Skip to main content

Inline spectrum URL encoder — embeds a complete mass spectrum in a compact, URL-safe token.

Project description

spectrl

Inline spectrum URL encoder for mass spectrometry.

Encodes a complete mass spectrum — peaks, metadata, precursor info — into a single compact, URL-safe token. The entire spectrum lives in the string. No backend required.

spectrl1.<header>.<mz_array>.<intensity_array>[.<extra_arrays>]

Why

A USI references a spectrum stored in a repository. spectrl embeds it. Use spectrl when you want to share a spectrum directly in a URL, QR code, notebook, or paper — without requiring the reader to have access to the original file.

The two are complementary: a spectrl token can carry a USI back-link, and spectra too large to embed fall back to a USI reference.

Install

pip install spectrl

Requires Python 3.12+.

Quick start

Encode from mzmlpy

from mzmlpy.run import Mzml
from spectrl import encode_spectrum, from_mzmlpy

with Mzml("data.mzML") as mzml:
    spec = mzml.spectra[0]
    token = encode_spectrum(from_mzmlpy(spec))

print(token)
# spectrl1.hQ...

Encode manually

import numpy as np
from spectrl import encode_spectrum
from spectrl.model import InlineSpectrum, SpectrlCvParam

spec = InlineSpectrum(
    default_array_length=3,
    mz=np.array([147.0, 175.1, 246.2]),
    intensity=np.array([1e5, 8e4, 3e4]),
    id="scan=42",
    params=[
        SpectrlCvParam(accession="MS:1000511", value=2),   # ms level
        SpectrlCvParam(accession="MS:1000130"),             # positive scan
        SpectrlCvParam(accession="MS:1000127"),             # centroid
    ],
)

token = encode_spectrum(spec)

Decode

from spectrl import decode_token

decoded = decode_token(token)
print(decoded.mz)        # numpy array
print(decoded.intensity) # numpy array
print(decoded.id)        # "scan=42"

URL bindings

from spectrl import to_fragment, to_query, to_data_uri, extract_token

# Embed in a URL fragment (recommended — never sent to server)
url = to_fragment(token, "https://viewer.example.com/spectrum")
# https://viewer.example.com/spectrum#spectrl1.hQ...

# Or as a query parameter
url = to_query(token, "https://viewer.example.com/spectrum")
# https://viewer.example.com/spectrum?d=spectrl1.hQ...

-- DATASET RECORDS --

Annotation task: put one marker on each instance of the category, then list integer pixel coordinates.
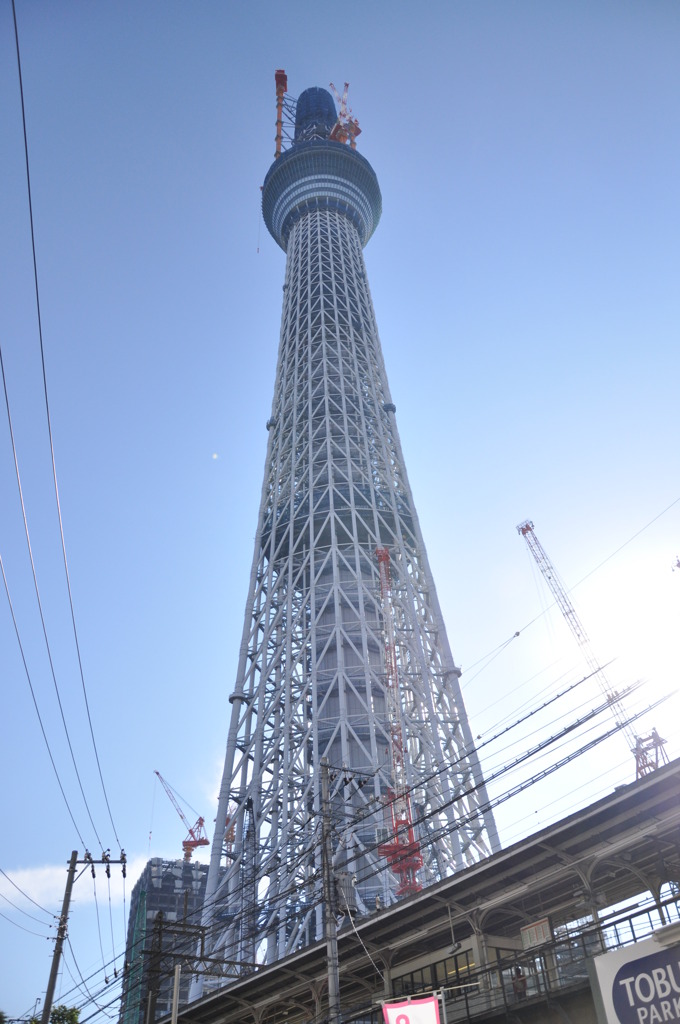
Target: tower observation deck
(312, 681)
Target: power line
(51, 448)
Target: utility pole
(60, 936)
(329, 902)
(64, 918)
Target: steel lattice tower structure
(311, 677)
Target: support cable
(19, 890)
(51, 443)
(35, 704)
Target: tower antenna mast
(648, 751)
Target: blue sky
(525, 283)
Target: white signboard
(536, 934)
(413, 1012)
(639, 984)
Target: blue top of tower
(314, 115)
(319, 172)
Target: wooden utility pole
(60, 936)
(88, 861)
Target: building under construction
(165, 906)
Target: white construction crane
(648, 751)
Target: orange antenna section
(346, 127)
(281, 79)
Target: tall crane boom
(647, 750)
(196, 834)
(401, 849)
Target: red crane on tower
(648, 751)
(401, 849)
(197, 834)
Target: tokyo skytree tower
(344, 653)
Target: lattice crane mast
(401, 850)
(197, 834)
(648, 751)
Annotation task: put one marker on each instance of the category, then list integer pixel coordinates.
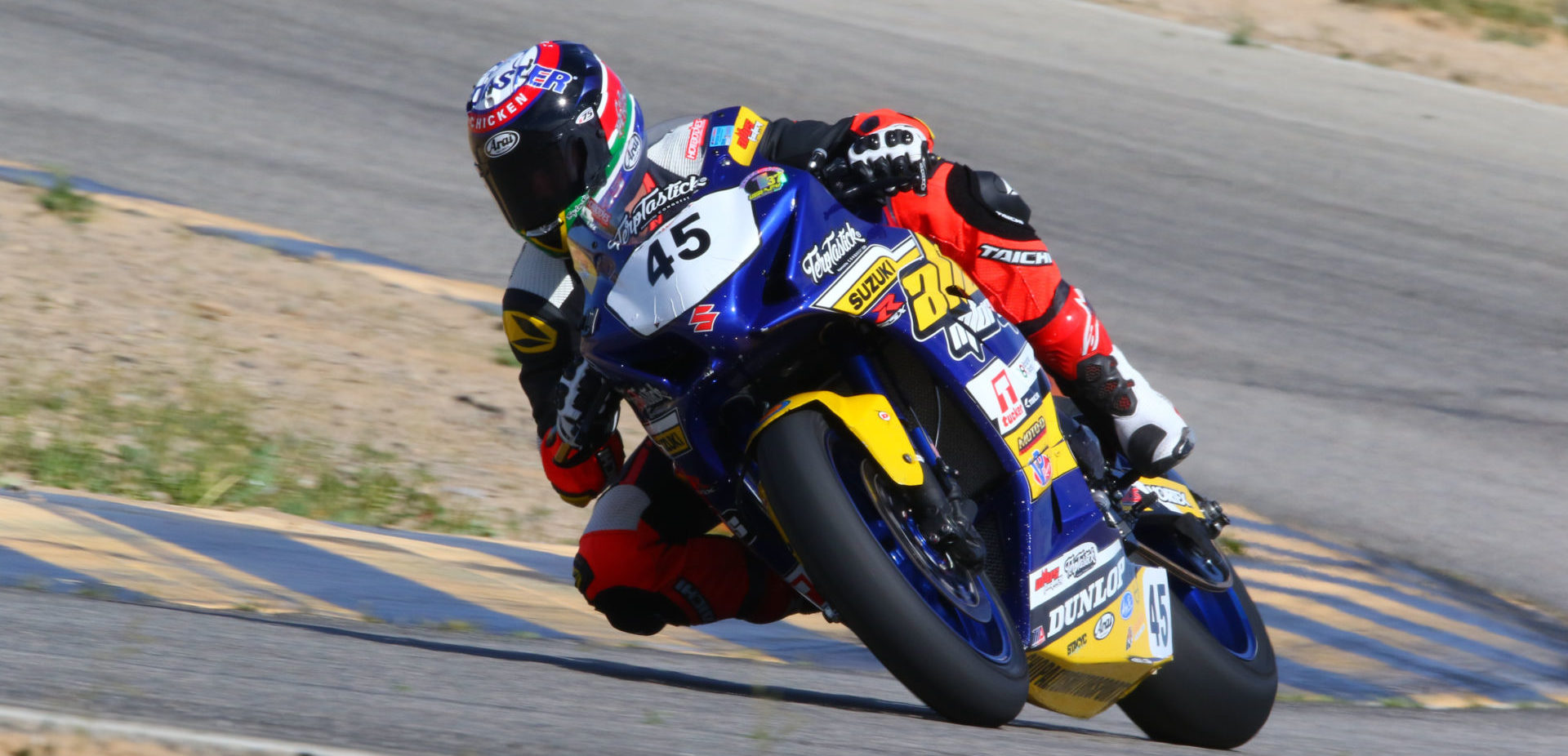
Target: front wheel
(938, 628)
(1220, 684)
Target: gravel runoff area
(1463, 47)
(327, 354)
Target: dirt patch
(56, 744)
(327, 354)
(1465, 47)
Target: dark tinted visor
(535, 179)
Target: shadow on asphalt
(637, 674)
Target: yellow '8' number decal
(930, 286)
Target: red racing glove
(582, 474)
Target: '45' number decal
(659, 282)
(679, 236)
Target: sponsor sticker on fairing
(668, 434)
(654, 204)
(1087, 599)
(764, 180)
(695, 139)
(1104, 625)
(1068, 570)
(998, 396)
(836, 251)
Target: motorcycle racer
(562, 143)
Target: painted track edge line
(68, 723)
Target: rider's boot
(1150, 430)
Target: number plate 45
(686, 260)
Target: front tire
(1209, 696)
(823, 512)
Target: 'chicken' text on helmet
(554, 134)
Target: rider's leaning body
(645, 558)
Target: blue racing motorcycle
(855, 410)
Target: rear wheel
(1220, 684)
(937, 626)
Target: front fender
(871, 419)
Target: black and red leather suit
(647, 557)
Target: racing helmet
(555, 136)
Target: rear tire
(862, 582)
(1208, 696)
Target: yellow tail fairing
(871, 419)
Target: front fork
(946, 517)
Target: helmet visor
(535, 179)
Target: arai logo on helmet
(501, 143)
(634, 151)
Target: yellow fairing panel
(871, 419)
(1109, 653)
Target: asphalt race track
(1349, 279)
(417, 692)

-- REQUESTS --
1. Translate this sentence from the spectrl page into Spanish: "The entire spectrum lives in the string."
2. The "Why" section of the spectrl page names places where a spectrum can be shared directly. List every one.
Use only the spectrl page, not the listing.

-- RESPONSES PER TASK --
1. Todo el espectro reside en la cadena.

2.
- URL
- QR code
- notebook
- paper